*HOW TO COMPLETE THIS TASK*. Only the lines with "output" in them need to be copied from the listing.

*DATA UNDER STUDY*.
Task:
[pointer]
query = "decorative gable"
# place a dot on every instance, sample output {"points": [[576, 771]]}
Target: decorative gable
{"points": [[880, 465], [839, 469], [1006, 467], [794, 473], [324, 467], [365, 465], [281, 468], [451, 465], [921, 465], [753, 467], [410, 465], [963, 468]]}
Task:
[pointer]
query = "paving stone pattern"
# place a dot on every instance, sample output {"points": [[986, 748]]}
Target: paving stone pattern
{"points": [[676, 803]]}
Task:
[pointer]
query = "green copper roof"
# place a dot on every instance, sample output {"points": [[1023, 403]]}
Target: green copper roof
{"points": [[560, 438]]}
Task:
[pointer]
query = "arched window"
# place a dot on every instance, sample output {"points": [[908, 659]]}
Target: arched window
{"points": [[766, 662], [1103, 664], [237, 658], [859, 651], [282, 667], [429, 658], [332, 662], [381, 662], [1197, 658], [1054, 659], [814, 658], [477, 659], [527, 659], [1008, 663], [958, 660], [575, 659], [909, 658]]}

...

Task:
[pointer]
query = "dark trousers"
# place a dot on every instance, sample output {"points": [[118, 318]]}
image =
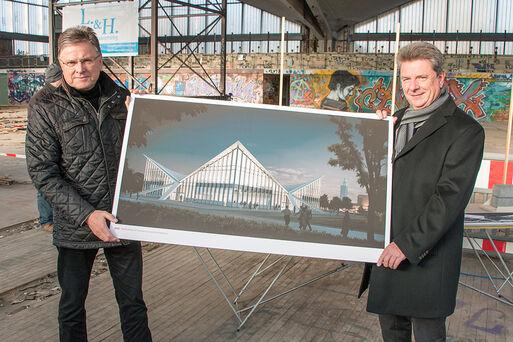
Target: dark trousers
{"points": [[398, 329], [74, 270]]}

*RESPONSE*.
# place a dot on every instance, sample output {"points": [[576, 771]]}
# place a dot on every instance, sample output {"points": [[986, 748]]}
# place a dot on every instance, sample output {"points": [[1023, 403]]}
# place a dot on every instance, sample output {"points": [[908, 659]]}
# place a dot on every instance, sample output {"points": [[118, 318]]}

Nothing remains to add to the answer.